- [Complete the following]
1 – Can you retype, word for word, the part of the coffee-bean text that opens with the words containing "Now, if you" and closes with "least a year."?
2 – Answer these questions from the coffee-bean text:
(a) What kind of bag does it say roasted coffee beans should be vacuum sealed in?
(b) When storing small amounts of beans, what two containers does it suggest?
(c) Do green coffee beans need a one-way valve when vacuum sealed?

There are a lot of options when you think about your coffee beans storage. Today, we’ll discuss vacuum sealing your coffee beans and the burning questions that come along.
Can you vacuum seal coffee beans? Yes, you can vacuum seal your coffee beans in a plastic bag that comes with a one-way valve. Vacuum sealing your coffee beans this way helps you to preserve their freshness over a year (or more). The one-way valve is a must as it helps to let the CO2 out and prevents air from entering inside the plastic bag that could lead to the oxidation of your coffee beans making them stale.
Should I Vacuum Seal Coffee Beans?
If you’re looking to store coffee beans that will be used in a few weeks, then vacuum sealing your coffee beans is a bit of an overkill.
When storing small amounts of coffee beans, you can preserve the flavor and the quality of the beans by storing them in an airtight container or mason jar at the right temperature.
If you’re planning to store your roasted coffee beans for more than a year (or a few years), then you should vacuum sealing your coffee beans using the right technique.
Do keep in mind that roasted coffee beans will off-gas and you need to store them in a plastic bag that comes with a one-way valve. If you vacuum seal coffee beans in a normal plastic bag, then you will have gas build-up and the bag might pop open after a while (which destroys the whole purpose).
Vacuum sealing is also a great coffee storage technique when you’re dealing with green coffee beans (unroasted). Green coffee beans do not let our gases so you don’t have to worry about using a one-way valve in this case.
A simple plastic bag is more than enough when vacuum sealing green coffee beans. Of course, you’re going to need a good machine on both accounts.
Storing coffee beans is not that different from storing ground coffee. Keep in mind that you can also vacuum seal ground coffee, but that’s a topic for another day.
How Long Will Vacuum Sealed Coffee Beans Last?
Storing your coffee beans in a vacuum-sealed bag can preserve them for a very long time. Following proper techniques for vacuum sealing coffee beans alone will enhance the life of that batch by one to two years.
Now, if you have a lot of coffee beans that need storage for a very long time (say > 5 years), vacuum sealing them is the best option. In this case, you will be dealing with green beans, and you don’t even need a fancy one-way valve in your plastic coffee bag.
To answer the question, when you vacuum seal your coffee beans (even roasted ones) with a good vacuum sealer in a plastic bag with a one-way valve, you can expect them to retain freshness for at least a year.
Do Vacuum Sealed Coffee Beans Go Bad?
Coffee beans generally don’t go bad. They are never spoiled, but they do go to a state of staleness which is worse than going bad.
When you vacuum seal your coffee beans, you suck the air out of them. In the case of roasted coffee beans, they will release CO2 slowly. When you store in them a vacuum-sealed bag, the gas buildup can pop the bag if it doesn’t have a one-way valve.
If you’re going to open your coffee bean storage bag to use the coffee beans and then seal it again, you will be sending in more oxygen which increases the chances of oxidation.
Oxidation is the process that removes the flavor in your coffee beans making them stale. So try to dive into your coffee beans too often and prevent air from entering the bag.

- [Information provided]
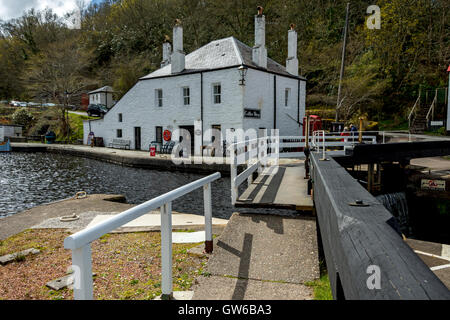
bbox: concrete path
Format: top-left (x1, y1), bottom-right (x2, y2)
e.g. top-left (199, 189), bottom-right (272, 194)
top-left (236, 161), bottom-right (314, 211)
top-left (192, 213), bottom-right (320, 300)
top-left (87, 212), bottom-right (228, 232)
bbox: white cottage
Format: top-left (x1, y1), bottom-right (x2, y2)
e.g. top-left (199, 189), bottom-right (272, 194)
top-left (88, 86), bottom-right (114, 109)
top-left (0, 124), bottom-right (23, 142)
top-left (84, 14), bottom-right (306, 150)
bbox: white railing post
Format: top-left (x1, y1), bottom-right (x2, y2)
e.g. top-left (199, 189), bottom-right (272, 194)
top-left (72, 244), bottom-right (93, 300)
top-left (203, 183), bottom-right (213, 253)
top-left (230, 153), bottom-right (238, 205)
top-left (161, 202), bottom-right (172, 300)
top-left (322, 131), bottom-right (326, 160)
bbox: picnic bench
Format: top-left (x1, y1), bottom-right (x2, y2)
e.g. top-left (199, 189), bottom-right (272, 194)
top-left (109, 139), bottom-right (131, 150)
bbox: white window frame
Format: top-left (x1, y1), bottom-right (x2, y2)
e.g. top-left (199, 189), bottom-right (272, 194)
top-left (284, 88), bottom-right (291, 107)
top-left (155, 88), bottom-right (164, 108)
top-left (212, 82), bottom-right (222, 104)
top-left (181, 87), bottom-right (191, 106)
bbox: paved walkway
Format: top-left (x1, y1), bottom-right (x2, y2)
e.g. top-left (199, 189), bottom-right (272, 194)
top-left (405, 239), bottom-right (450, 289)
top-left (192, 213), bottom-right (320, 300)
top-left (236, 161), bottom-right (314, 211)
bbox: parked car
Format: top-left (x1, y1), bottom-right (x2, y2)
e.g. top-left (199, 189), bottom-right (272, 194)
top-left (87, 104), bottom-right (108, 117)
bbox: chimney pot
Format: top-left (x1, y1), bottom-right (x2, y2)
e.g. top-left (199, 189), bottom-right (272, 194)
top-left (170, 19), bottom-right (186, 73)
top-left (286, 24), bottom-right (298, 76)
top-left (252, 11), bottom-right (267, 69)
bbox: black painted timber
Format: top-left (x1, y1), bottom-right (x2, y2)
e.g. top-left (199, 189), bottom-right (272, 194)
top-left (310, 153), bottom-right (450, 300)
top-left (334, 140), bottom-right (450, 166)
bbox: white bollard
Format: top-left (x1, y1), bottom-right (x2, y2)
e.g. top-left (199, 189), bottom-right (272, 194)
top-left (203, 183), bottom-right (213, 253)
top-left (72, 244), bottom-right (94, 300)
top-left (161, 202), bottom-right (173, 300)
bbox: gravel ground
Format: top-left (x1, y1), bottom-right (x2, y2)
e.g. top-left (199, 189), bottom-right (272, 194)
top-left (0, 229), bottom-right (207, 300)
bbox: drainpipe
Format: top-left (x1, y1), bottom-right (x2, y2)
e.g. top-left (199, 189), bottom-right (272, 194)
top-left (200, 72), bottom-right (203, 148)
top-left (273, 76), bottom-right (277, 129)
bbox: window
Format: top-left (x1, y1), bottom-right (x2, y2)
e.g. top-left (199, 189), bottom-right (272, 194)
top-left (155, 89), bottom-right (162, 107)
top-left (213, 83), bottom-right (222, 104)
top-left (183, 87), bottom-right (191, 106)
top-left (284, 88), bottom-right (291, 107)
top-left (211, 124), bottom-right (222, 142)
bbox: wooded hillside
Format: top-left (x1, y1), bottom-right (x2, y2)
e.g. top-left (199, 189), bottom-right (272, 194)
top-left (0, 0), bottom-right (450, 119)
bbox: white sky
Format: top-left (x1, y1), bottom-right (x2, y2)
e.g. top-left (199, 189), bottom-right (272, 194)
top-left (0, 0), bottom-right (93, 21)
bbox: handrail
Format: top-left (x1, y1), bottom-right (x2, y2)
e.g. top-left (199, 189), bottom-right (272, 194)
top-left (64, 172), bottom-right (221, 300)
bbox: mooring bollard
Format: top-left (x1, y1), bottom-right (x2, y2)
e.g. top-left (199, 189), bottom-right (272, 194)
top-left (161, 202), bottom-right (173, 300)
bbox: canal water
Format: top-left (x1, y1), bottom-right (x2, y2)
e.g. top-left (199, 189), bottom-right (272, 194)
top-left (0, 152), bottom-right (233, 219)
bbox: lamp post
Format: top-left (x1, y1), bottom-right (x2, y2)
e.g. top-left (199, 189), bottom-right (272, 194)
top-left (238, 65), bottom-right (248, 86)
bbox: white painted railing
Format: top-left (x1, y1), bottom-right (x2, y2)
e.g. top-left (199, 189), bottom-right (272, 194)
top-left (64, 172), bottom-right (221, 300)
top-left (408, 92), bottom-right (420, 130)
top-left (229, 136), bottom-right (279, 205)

* * *

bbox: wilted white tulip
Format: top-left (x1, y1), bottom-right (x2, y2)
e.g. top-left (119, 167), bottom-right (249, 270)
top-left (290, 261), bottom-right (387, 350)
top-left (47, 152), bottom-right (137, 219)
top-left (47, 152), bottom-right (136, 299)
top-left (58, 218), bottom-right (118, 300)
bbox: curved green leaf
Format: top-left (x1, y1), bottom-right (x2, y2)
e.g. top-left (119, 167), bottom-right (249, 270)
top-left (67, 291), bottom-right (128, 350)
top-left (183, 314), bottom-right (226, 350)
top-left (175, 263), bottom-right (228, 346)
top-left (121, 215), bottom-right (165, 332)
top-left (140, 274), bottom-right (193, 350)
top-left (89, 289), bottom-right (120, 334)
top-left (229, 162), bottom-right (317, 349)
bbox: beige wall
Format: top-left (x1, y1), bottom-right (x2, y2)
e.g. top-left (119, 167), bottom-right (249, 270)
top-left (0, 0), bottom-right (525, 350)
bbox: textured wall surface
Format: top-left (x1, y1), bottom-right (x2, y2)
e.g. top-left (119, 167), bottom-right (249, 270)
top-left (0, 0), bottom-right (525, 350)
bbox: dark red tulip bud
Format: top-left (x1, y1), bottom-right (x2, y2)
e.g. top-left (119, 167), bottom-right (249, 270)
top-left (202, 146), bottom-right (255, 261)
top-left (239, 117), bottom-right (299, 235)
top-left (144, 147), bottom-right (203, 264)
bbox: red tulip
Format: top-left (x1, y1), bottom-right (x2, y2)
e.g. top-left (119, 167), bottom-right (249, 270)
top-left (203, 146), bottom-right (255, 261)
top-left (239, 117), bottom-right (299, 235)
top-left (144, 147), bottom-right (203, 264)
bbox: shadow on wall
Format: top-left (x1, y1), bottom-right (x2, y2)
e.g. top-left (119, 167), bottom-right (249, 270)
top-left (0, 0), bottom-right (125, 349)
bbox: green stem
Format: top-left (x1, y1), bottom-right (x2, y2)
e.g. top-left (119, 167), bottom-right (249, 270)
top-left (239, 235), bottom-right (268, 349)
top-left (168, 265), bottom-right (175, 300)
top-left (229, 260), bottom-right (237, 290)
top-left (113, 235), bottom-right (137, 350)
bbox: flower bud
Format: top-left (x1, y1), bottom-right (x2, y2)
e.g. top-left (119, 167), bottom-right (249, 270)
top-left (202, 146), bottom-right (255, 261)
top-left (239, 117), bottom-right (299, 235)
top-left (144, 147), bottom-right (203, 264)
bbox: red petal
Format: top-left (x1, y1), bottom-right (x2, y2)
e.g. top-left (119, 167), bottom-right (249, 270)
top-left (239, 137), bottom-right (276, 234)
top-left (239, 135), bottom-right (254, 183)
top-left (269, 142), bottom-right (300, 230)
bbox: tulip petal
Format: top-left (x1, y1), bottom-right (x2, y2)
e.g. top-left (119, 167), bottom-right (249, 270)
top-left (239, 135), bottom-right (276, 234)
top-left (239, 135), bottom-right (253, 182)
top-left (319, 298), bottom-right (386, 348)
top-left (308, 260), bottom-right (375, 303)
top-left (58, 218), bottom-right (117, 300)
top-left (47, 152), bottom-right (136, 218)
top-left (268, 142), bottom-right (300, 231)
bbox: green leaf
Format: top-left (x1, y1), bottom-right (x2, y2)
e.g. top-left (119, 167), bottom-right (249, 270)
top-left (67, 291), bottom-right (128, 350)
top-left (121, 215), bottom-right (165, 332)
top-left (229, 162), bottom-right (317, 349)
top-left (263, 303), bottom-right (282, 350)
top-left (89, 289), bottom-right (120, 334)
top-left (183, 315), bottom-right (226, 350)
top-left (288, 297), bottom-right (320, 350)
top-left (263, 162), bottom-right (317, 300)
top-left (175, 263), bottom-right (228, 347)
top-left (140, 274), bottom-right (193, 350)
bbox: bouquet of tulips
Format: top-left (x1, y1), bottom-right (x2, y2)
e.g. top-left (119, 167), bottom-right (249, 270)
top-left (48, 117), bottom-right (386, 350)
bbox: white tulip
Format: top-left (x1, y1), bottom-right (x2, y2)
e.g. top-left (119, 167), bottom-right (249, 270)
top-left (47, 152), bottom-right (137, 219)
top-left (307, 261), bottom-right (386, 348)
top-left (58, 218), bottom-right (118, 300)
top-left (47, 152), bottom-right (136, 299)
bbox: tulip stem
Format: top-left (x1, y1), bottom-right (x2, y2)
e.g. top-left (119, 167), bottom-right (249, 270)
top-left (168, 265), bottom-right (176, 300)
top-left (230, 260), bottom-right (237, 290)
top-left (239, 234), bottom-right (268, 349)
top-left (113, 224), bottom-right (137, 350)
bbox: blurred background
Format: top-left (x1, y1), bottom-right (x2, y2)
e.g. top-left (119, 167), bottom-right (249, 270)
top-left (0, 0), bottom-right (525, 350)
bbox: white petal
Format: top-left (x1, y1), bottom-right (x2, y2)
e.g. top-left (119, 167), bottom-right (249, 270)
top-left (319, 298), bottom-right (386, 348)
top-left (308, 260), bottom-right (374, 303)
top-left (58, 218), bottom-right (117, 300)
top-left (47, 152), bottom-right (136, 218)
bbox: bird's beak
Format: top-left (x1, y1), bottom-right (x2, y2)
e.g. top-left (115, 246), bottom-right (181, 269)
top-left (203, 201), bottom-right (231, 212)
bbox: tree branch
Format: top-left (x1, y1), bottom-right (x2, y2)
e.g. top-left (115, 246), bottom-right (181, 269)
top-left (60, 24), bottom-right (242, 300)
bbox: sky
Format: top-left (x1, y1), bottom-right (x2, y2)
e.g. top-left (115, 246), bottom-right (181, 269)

- [The results]
1 –
Now, if you have a lot of coffee beans that need storage for a very long time (say > 5 years), vacuum sealing them is the best option. In this case, you will be dealing with green beans, and you don’t even need a fancy one-way valve in your plastic coffee bag.
To answer the question, when you vacuum seal your coffee beans (even roasted ones) with a good vacuum sealer in a plastic bag with a one-way valve, you can expect them to retain freshness for at least a year.

2 –
(a) A plastic bag that comes with a one-way valve.
(b) An airtight container or a mason jar.
(c) No. A simple plastic bag is enough.